Rescale the entries between the line holding "the bus windshield" and the line holding "[[13, 262, 102, 323], [0, 306, 688, 553]]", inclusive, by writing out each of those lines in full with every coordinate in the answers multiplied by 2.35 and rounded to a whole number, halves up. Leave all other numbers unchanged and give only those lines.

--- RECORDS FOR THE EXERCISE ---

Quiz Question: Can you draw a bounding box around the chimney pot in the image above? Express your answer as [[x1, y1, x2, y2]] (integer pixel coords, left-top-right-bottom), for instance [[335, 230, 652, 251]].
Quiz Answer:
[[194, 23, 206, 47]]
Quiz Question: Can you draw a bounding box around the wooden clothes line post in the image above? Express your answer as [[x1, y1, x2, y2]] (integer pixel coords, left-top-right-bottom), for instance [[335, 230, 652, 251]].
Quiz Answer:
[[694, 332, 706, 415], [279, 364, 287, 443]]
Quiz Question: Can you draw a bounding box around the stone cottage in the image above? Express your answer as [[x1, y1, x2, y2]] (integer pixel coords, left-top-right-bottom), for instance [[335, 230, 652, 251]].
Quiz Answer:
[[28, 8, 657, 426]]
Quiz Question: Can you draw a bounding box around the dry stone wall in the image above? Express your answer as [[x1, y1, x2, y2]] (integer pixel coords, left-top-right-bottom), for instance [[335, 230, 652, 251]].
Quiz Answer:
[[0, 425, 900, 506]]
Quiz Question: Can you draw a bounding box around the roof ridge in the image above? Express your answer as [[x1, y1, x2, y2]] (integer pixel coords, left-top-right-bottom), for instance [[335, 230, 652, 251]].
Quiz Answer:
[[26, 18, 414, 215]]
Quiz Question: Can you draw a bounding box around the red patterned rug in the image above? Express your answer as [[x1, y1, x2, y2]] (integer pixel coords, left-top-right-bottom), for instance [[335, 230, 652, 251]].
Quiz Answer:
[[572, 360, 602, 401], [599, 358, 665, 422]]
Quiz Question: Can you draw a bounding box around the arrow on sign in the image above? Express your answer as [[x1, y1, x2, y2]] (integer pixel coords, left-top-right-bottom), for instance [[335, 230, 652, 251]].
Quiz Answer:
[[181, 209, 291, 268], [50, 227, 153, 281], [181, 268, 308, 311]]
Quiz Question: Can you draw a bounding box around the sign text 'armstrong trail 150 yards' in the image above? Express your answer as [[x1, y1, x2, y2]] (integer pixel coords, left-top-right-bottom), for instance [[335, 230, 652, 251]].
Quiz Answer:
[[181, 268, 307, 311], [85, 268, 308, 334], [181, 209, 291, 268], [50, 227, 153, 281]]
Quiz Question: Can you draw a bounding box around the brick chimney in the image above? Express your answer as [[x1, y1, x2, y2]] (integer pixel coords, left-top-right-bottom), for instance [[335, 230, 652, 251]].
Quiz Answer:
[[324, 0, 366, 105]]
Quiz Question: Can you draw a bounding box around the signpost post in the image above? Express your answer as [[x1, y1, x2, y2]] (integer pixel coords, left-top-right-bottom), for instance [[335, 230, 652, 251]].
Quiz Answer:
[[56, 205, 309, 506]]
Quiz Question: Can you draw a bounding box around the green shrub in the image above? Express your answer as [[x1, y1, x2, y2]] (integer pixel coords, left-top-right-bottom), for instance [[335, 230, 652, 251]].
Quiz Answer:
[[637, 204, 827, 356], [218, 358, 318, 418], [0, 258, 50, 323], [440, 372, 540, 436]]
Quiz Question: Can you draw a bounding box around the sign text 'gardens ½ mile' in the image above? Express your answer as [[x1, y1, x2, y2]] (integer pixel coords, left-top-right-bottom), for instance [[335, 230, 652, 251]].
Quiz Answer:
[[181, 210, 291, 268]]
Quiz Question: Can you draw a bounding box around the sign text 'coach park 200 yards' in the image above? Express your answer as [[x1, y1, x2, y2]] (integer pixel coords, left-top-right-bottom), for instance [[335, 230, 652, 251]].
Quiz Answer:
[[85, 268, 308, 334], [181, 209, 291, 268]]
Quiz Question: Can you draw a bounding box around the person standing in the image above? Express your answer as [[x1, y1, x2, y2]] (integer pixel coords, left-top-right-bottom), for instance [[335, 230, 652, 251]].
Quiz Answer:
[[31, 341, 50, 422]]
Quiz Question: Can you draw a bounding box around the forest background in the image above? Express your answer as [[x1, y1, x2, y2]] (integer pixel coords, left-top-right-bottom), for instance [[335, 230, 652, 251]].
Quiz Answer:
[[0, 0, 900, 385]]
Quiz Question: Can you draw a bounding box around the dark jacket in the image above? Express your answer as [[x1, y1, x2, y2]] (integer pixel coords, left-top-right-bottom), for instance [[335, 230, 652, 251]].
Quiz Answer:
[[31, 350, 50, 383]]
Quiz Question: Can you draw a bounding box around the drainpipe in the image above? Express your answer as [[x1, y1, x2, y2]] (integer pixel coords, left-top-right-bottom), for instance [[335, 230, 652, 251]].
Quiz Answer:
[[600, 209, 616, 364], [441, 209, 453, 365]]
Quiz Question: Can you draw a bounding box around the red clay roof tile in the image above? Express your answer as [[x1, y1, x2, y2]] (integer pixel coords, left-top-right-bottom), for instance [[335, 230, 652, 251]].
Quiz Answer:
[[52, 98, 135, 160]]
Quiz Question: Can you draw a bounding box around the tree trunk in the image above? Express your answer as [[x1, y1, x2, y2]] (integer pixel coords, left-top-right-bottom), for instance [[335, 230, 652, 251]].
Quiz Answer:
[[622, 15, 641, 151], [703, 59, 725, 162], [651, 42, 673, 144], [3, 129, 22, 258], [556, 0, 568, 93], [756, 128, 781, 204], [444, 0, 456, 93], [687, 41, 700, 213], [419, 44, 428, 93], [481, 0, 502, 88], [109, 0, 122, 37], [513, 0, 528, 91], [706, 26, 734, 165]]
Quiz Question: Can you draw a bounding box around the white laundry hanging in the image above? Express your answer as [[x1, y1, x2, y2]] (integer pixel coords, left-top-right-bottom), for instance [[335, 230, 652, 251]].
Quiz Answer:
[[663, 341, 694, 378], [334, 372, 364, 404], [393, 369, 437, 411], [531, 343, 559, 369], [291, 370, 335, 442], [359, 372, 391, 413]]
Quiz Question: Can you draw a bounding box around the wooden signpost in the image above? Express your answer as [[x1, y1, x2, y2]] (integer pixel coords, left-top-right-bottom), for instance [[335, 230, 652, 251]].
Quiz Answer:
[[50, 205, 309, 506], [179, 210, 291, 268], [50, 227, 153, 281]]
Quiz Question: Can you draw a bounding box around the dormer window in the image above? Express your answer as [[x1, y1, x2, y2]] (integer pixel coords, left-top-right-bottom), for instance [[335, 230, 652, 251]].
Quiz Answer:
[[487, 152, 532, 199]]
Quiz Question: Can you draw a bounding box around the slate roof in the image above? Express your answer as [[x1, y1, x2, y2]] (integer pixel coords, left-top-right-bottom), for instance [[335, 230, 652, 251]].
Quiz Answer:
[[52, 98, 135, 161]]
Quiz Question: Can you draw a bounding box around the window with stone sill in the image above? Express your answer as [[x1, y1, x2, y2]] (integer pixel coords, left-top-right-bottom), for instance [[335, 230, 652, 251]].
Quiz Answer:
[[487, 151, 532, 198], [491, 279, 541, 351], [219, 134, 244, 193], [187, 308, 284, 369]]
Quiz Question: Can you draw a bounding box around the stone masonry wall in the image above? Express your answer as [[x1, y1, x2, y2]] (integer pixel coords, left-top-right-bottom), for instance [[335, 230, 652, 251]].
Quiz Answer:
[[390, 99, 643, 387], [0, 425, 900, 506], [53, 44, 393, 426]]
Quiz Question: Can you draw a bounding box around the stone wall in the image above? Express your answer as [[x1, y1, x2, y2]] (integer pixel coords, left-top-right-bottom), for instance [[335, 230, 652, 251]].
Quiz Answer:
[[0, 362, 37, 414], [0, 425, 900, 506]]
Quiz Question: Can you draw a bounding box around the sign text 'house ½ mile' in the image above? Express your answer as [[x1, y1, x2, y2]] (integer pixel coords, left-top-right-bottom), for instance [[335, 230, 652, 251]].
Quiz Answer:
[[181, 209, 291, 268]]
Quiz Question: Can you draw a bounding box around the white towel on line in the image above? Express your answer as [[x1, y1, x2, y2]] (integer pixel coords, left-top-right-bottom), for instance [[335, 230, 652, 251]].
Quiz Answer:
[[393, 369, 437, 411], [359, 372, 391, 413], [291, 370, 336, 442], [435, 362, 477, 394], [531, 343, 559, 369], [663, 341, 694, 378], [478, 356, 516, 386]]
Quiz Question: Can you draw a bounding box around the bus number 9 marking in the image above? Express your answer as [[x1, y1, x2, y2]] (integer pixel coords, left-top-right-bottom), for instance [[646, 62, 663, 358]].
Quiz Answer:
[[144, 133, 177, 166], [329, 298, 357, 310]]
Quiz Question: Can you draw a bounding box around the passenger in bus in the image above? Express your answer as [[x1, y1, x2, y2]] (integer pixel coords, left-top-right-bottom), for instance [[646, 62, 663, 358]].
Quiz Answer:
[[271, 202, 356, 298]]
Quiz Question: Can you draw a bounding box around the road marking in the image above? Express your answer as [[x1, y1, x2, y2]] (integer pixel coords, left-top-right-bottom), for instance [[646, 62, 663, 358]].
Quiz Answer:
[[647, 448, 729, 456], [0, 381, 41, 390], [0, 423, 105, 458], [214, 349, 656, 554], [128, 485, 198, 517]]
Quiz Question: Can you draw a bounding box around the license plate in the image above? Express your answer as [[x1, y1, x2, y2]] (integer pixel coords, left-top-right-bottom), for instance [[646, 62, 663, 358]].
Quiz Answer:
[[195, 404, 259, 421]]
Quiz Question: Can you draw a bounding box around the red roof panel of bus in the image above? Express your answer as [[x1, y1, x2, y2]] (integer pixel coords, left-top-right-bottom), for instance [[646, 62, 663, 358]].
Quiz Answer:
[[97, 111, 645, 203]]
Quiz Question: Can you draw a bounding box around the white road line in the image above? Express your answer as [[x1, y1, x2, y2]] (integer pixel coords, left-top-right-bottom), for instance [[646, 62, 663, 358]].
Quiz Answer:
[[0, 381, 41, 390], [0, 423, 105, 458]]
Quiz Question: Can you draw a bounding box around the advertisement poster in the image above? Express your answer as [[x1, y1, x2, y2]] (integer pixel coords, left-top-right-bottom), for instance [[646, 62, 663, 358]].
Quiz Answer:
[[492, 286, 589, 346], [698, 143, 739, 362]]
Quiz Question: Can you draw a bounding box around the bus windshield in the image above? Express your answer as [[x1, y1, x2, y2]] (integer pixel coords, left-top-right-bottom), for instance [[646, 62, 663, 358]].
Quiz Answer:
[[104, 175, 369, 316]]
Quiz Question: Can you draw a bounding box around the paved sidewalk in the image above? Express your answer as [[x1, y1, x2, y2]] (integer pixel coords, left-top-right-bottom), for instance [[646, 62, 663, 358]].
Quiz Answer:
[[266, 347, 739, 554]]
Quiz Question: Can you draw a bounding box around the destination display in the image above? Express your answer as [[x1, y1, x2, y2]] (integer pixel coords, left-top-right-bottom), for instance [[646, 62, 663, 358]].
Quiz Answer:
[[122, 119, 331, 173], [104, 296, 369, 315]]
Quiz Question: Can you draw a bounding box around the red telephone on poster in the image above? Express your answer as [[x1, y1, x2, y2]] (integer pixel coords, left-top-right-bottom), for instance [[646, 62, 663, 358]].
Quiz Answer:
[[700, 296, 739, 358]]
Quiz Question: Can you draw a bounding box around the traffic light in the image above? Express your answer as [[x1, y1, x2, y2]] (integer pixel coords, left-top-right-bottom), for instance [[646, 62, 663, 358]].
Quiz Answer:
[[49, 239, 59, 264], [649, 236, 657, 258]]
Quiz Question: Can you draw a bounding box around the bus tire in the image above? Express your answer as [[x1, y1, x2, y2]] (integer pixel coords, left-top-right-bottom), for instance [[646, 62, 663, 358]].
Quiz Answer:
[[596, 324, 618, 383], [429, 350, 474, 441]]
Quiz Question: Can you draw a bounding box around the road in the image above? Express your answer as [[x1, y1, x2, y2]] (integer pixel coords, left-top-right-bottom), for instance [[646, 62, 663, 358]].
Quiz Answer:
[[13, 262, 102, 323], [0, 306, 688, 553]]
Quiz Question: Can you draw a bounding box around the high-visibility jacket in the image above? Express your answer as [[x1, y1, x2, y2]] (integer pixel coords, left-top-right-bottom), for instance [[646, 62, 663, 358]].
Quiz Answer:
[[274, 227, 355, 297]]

---

REPLY TO THE EXERCISE:
Quiz Question: Can you draw a bounding box around the bus windshield in the image above? Express your answer as [[x1, y1, x2, y2]] (integer pixel coords, left-top-right-bottom), for instance [[646, 62, 663, 358]].
Quiz Answer:
[[244, 411, 867, 743]]
Quiz Question: Can you draw a bounding box around the paved sidewalk in the image above? Express your answer as [[x1, y1, x2, y2]] (integer pixel coords, left-top-right-bottom), for instance [[646, 62, 663, 358]].
Quiz Answer:
[[625, 815, 1737, 1302]]
Quiz Question: Can you draw a bounding box around the destination display in the image above? Express your answer as [[x1, y1, x2, y2]] (integer pixel coords, left-top-right-bottom), for instance [[646, 62, 663, 358]].
Quiz Answer:
[[287, 280, 778, 407], [244, 696, 867, 740]]
Quiz Question: Can you draw a bounding box around the red telephone on poster in the image above? Express your answer as [[x1, y1, x2, y2]] (integer pixel coords, left-top-right-bottom), for instance [[646, 62, 663, 358]].
Quiz Answer:
[[1645, 696, 1737, 841]]
Quiz Question: Can you draw a bounding box around the traffic light in the image above? Express your answer as [[x1, y1, x2, y2]] (integer pixel coords, left-top-right-bottom), for instance [[646, 62, 663, 358]].
Quiz Answer:
[[115, 562, 139, 620], [1525, 555, 1544, 606]]
Quiz Question: Can you draw a bounding box around the bus tire in the image above? Express your answer as [[x1, y1, x2, y2]] (integer pixel coords, left-top-right-bottom), for instance [[646, 62, 663, 358]].
Quiz Answer:
[[1401, 761, 1452, 900], [1008, 823, 1114, 1036]]
Quiz Question: Can you draw a bounding box around the road in the image above? Express your answer as [[x1, y1, x2, y2]] (integer pixel coords, left-top-right-bottom), for instance [[646, 62, 663, 358]].
Quiz Answer:
[[31, 616, 240, 759], [0, 719, 1617, 1300]]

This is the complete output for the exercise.